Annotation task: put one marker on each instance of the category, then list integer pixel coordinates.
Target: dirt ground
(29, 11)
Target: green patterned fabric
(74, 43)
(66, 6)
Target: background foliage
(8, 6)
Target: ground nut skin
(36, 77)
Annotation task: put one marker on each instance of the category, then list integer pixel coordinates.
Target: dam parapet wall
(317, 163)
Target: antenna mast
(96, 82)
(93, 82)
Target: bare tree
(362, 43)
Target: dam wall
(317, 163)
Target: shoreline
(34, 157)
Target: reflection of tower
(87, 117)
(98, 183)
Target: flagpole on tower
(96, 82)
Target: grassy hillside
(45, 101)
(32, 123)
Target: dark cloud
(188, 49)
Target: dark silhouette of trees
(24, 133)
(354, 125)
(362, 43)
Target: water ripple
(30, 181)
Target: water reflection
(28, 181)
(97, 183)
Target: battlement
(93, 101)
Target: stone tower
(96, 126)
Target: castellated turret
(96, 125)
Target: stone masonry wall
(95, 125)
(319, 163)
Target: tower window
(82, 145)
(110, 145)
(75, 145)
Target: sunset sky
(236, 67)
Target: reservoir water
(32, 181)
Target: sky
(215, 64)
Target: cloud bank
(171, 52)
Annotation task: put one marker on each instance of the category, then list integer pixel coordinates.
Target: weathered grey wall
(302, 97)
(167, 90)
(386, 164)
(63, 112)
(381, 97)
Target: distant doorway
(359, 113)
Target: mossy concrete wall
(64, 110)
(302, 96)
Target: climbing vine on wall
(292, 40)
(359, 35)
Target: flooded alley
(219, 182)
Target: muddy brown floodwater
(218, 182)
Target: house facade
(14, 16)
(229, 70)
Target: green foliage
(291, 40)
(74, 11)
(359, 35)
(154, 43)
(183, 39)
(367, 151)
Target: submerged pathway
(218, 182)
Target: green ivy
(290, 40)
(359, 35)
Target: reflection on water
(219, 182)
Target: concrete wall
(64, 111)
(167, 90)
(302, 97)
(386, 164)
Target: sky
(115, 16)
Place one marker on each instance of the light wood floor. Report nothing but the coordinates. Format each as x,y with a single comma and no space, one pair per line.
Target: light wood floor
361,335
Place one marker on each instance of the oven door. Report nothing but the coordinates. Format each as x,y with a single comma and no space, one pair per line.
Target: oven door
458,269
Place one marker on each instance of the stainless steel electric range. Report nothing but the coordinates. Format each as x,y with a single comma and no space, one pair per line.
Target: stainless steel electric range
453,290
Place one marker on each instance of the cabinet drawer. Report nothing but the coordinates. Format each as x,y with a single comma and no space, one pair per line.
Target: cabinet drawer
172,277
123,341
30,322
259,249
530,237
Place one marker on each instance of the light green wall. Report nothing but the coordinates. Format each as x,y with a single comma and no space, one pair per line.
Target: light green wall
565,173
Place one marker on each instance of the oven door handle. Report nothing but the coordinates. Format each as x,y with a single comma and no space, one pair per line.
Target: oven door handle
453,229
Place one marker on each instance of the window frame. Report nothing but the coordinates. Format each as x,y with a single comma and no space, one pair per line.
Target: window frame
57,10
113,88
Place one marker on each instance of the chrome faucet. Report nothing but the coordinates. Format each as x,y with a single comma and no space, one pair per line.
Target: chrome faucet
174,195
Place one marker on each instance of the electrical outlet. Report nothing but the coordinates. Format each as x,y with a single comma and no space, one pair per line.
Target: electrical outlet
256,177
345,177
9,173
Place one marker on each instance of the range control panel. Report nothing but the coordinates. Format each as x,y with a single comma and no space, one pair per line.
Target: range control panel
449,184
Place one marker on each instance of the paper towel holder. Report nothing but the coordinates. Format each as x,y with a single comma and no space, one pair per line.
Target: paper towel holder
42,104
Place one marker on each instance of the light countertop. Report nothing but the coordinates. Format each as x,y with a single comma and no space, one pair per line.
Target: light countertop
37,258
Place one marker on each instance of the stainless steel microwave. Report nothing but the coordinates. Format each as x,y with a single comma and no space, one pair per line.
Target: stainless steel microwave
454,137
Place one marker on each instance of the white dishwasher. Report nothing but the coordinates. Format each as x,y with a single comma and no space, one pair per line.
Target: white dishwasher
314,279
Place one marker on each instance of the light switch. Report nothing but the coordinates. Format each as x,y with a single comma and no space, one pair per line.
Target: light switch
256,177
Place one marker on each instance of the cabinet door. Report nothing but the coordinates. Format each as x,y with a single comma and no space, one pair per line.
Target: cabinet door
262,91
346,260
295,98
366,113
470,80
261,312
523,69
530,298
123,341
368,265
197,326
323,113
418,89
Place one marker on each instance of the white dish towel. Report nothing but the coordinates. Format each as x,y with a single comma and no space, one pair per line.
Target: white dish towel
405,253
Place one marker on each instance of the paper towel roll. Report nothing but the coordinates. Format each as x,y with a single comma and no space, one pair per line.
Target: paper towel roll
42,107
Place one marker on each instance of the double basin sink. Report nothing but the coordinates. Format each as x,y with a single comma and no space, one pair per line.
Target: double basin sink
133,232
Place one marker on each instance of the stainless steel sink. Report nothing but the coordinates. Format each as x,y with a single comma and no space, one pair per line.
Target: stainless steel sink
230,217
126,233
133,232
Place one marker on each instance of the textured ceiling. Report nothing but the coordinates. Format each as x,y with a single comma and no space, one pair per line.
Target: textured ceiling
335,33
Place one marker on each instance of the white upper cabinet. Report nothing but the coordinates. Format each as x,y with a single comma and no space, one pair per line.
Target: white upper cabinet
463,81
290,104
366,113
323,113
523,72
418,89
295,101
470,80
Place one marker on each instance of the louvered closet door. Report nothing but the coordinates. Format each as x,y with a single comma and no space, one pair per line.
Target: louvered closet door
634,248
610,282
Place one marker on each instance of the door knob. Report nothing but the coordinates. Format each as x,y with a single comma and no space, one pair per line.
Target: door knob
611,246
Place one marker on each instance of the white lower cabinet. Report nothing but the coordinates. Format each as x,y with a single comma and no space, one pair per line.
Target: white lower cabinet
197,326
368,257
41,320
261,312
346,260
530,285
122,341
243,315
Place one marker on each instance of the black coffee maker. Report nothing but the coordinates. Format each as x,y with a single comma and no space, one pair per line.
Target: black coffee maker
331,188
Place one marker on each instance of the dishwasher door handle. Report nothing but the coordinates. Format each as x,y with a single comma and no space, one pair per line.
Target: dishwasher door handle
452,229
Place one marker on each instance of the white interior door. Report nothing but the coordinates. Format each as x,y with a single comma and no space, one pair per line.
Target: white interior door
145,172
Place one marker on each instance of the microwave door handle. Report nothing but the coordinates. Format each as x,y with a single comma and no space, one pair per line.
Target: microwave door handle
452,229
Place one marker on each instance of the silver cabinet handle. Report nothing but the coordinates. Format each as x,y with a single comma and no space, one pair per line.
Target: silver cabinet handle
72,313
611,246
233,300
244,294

WHAT THE TASK ASKS: Recopy the entries above in their entirety, exactly.

REPLY TO THE TASK:
Annotation task: put one marker on each instance of the category, then list integer pixel coordinates.
Target: dirt ground
(29, 11)
Target: green patterned fabric
(74, 43)
(66, 6)
Target: background foliage
(8, 6)
Target: ground nut skin
(36, 77)
Annotation task: put one marker on each instance of the category, then list integer pixel coordinates.
Target: dam parapet wall
(317, 163)
Target: antenna mast
(96, 82)
(93, 82)
Target: bare tree
(362, 43)
Target: dam wall
(317, 163)
Target: shoreline
(34, 157)
Target: reflection of tower
(87, 117)
(98, 183)
Target: flagpole on tower
(96, 82)
Target: grassy hillside
(45, 101)
(32, 123)
Target: dark cloud
(188, 49)
Target: dark silhouette of trees
(24, 133)
(354, 125)
(362, 43)
Target: water ripple
(30, 181)
Target: water reflection
(28, 181)
(97, 183)
Target: battlement
(93, 101)
Target: stone tower
(96, 126)
Target: castellated turret
(96, 125)
Target: stone masonry wall
(95, 125)
(319, 163)
Target: tower window
(82, 145)
(110, 145)
(75, 145)
Target: sunset sky
(236, 67)
Target: reservoir water
(32, 181)
Target: sky
(215, 64)
Target: cloud bank
(171, 52)
Annotation task: put one marker on each instance of the category, then list integer pixel coordinates.
Target: weathered grey wall
(302, 97)
(167, 90)
(386, 164)
(63, 112)
(381, 97)
Target: distant doorway
(359, 113)
Target: mossy concrete wall
(64, 110)
(302, 96)
Target: climbing vine on wall
(292, 40)
(359, 35)
Target: flooded alley
(219, 182)
Target: muddy brown floodwater
(218, 182)
Target: house facade
(14, 16)
(229, 70)
Target: green foliage
(291, 40)
(74, 11)
(359, 35)
(154, 43)
(183, 39)
(367, 151)
Target: submerged pathway
(218, 182)
Target: green ivy
(290, 40)
(359, 35)
Target: reflection on water
(219, 182)
Target: concrete wall
(64, 111)
(167, 90)
(302, 97)
(386, 164)
Target: sky
(115, 16)
Place one marker on each instance of the light wood floor. Report nothing but the coordinates. Format each as x,y with a single comma and no space, one pair per line.
Target: light wood floor
361,335
Place one marker on each instance of the oven door. Report nothing but the coordinates. Format each as x,y with a single comma and no space, one pair per line.
Target: oven door
458,269
Place one marker on each instance of the stainless steel electric range. Report nothing but the coordinates. Format each as x,y with a single comma and no space, one pair per line.
Target: stainless steel electric range
453,290
Place one marker on each instance of the cabinet drawer. Report nothing but the coordinates. Format each as x,y with a single comma and no space, one pair per line.
Target: cabinet drawer
172,277
123,341
30,322
259,249
530,237
Place one marker on each instance of the light green wall. Report nothing but the coordinates. Format each as x,y with a single comma and no space, one pair per line.
Target: light green wall
565,173
Place one marker on each instance of the oven door handle. Report nothing but the coordinates. Format each as x,y with a single comma and no space, one pair per line.
Target: oven door handle
453,229
Place one marker on each instance of the window frame. Report nothing but the coordinates. Format each as x,y with a single comma and no space, one pair per line.
Target: window frame
57,10
113,88
Place one marker on each instance of the chrome faucet. Report nothing but the coordinates. Format each as x,y with a single comma and no space, one pair per line.
Target: chrome faucet
174,195
Place one marker on each instance of the electrical outlet. Report nothing but the coordinates. Format each as x,y with a single comma and no space, one pair per line.
Target: electrical outlet
256,177
345,177
9,173
Place one marker on each instance of the range control panel. Report nothing but the coordinates. Format each as x,y with a single comma and no space, one pair per line.
Target: range control panel
449,184
Place one marker on each instance of the paper towel holder. Report nothing but the coordinates. Format each as x,y with a single comma and no space, one pair per line.
Target: paper towel holder
42,104
Place one marker on each instance of the light countertop. Report nothing but the coordinates. Format each as x,y with a single comma and no space, one pair per line.
Target: light countertop
37,258
Place one marker on each instance of the stainless steel microwave. Report nothing but the coordinates. Format each as x,y with a single comma and no space, one pair per line.
Target: stainless steel microwave
454,137
Place one marker on each instance of the white dishwasher. Report nothing but the coordinates. Format each as x,y with a single comma and no space, one pair per line.
Target: white dishwasher
314,279
Place one marker on each instance of the light switch. Report nothing but the coordinates. Format each as x,y with a single comma and no space, one pair per line.
Target: light switch
256,177
Place one marker on each instance of the cabinet door. Report nothing but the coordinates. Format each as x,y with a single comma and no space, one pair per line.
Target: cabinet door
262,91
346,260
295,98
366,113
470,80
261,312
523,69
530,298
123,341
368,265
197,326
323,113
418,89
Place one marker on each instance of the white dish towel. Report nothing but the coordinates. Format each as x,y with a single comma and no space, one pair per line.
Target: white dish towel
405,253
Place one marker on each instance of the paper towel roll. Report nothing but the coordinates. Format each as x,y with a single comma and no space, one pair per line.
Target: paper towel roll
42,107
Place one marker on each instance of the double basin sink. Report nothing but the coordinates. Format each as x,y with a single comma and no space, one pair per line.
Target: double basin sink
133,232
Place one marker on each instance of the stainless steel sink. Report nothing but the coordinates. Format each as x,y with a single comma and no space, one pair per line.
Target: stainless steel sink
230,217
126,233
133,232
Place one marker on each instance of the textured ceiling. Report nothing but the coordinates. Format each as x,y with a single comma and no space, one pair per line.
Target: textured ceiling
335,33
Place one marker on each instance of the white upper cabinet. Report nothing but the coordinates. Format each as x,y with a single comma and no space, one pair per line.
Target: white upper cabinet
463,81
290,104
366,113
323,113
523,72
418,89
295,101
470,80
Place one marker on each instance of the louvered closet door. Report nothing but the coordinates. Format each as x,y with a single comma and no space, one pair per line.
Target: louvered closet door
634,248
610,282
Place one marker on each instance of the door knob. Report nothing but the coordinates. Format each as x,y with a single comma and no space, one pair per line.
Target: door knob
611,246
Place one marker on each instance of the white lower cabinet. Report nothing but the coordinates. Format each as x,y with a single comma and no space, one pair per line.
Target: white lower cabinet
197,326
368,257
41,320
261,312
346,260
530,285
122,341
243,315
Place one marker on each instance of the black coffee maker. Report nothing but the coordinates. Format each as x,y with a single comma and no space, one pair per line.
Target: black coffee maker
331,188
Place one marker on each instance of the dishwasher door handle. Report nothing but the coordinates. Format each as x,y with a single comma and no space, one pair per line.
Target: dishwasher door handle
452,229
Place one marker on each instance of the white interior door. Report nothing but the coordinates. Format each as x,y with a single comma and no space, one pair per line.
Target: white interior door
145,172
Place one marker on each instance of the microwave door handle. Report nothing but the coordinates. Format each as x,y with a single comma and no space, one pair per line.
Target: microwave door handle
452,229
Place one marker on each instance of the silver cabinet handle. Report nothing but the coordinates. Format each as x,y with a single comma and no space, one pair per line.
Target: silver cabinet handle
72,313
611,246
233,300
244,294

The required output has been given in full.